_TEXT SEGMENT_:
And I think that perhaps this is the Christmas Spirit, especially given that Jesus Is the Reason for the Season.

At Christmas, we celebrate the Nativity of Our Lord and Saviour, Jesus Christ. We recall the Incarnation of the Second Person of the Trinity, the Word of God the Father Who flung the stars in the sky. He ’emptied himself of all but love’ (Charles Wesley) (this might not be true, but it’s poetic); he, who had the very form of God, took on the form of a slave (Philippians 2). ”Tis mystery all, th’immortal dies’ (also Charles Wesley).

He left his Father’s throne above, so free, so infinite His grace (Charles Wesley), and Lo! he abhors not the virgin’s womb (O Come All Ye Faith). And why does He set all this aside? Why does love come down at Christmas, love all lovely, love divine? (Christina Rossetti)

Self-sacrifice, self-giving, service to others, great-heartedness, forgiveness, combined with togetherness. God desired not that His good creation (humanity) would continue in the path to death and destruction, so He came himself (St Athanasius, paraphrased), for God desires not the death of a sinner (Ezekiel 18:23). God became human so that humans might become god (St Athanasius again) — that is to say, togetherness.

So our response to this? Well, he gave everything to be with us. So, what shall we give Him? Give him our hearts, first of all (Christina Rossetti, paraphrased). Second, give to others. Self-giving, self-sacrifice, service to others, and great-heartedness. Forgiveness. Togetherness.

This is Christmas Spirit, not belief in Santa Claus.

(That said, I still like Elf!)

Incarnation and Creation

Ebstorf Map, Jesus encompassing the world

This Advent, my mind has been drawn to the doctrine of creation and the place of the Incarnation in the great drama of the cosmos. I am not entirely sure why this is so. Certainly last week I noted Oliver O’Donovan’s statement in On the Thirty-Nine Articles: Conversations with Tudor Christianity that much Reformation theology was weak on the doctrine of creation, and this has had an effect upon the sciences and theology, etc. He wonders what different roads we may have taken if the doctrine of creation had been one of the parts of St Thomas Aquinas we had kept.

Anyway, if we think theologically about Christmas, I imagine our thinking is typically something along these lines: Jesus is the Second Person of the Trinity; He took on the form of a slave for our salvation; He became a baby so that He could die for us as a Man.

_SUPPLIED MATERIAL_:
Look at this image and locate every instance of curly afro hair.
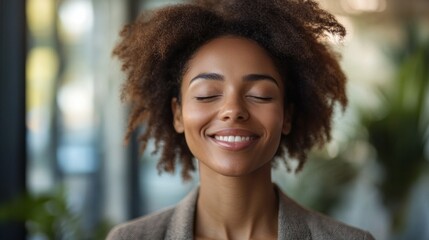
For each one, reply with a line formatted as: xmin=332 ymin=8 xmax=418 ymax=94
xmin=113 ymin=0 xmax=347 ymax=179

_ACTION ITEM 1_:
In the reflection on Christmas and the Incarnation:
(a) Who is credited with the line "emptied himself of all but love"?
(b) Which Bible verse is cited for God not desiring the death of a sinner?
(c) What is the title of the Oliver O'Donovan book mentioned?
_ACTION ITEM 2_:
Can you carry on the reflection on Christmas and the Incarnation from its final sentence?

_RESPONSE 1_:
(a) Charles Wesley
(b) Ezekiel 18:23
(c) On the Thirty-Nine Articles: Conversations with Tudor Christianity

_RESPONSE 2_:
Yet today at church, the sermon closed with some beautiful words of Madeleine L’Engle, pointing towards the pre-Incarnate reality of the Second Person of the Trinity, bringing home the force of what it means that God became man as Jesus. If we do that, we need to realise that something as well as salvation from sin, death, damnation, devil, is going on.

Why?

The eternal life of God is an extra-temporal reality. God is. God is reality. Or maybe not — maybe God is beyond reality. God has no being because being relies entirely on God. A robust doctrine of God should make the dramatic event of the Incarnation that much more potent.

And a robust doctrine of God makes for a robust doctrine of creation — God made everything very good. As the Fathers, including St Augustine, were ever keen to note, all of creation is good by nature. It was created good, even if now it is fallen and tending towards entropy. Creation was made because God willed it. Creation was made to glorify God.

God entered into that creation. The timeless creator joined the creation in time.

Why?

Not simply to save us and make us what Adam was, but to make us what Adam was meant to be.

To make us god.

This is the emphasis of St Athanasius, On the Incarnation, as well as of Robert Grosseteste’s work (which is to say, it is not the sole preserve of the Eastern Church). It is a consideration of salvation history primarily as Creation – Incarnation – Paradise, whereas we tend to think in terms of Fall – Crucifixion – Redemption. Both are true, but the former we usually neglect.

We usually think of the biblical drama as an arc from Genesis 3 with the Fall to Revelation 21 with the lake of fire.

This Christmastide, let’s meditate on the restored creation, on that arc from Genesis 1 with creation to Revelation 22 with the crystal river and lamb upon the throne.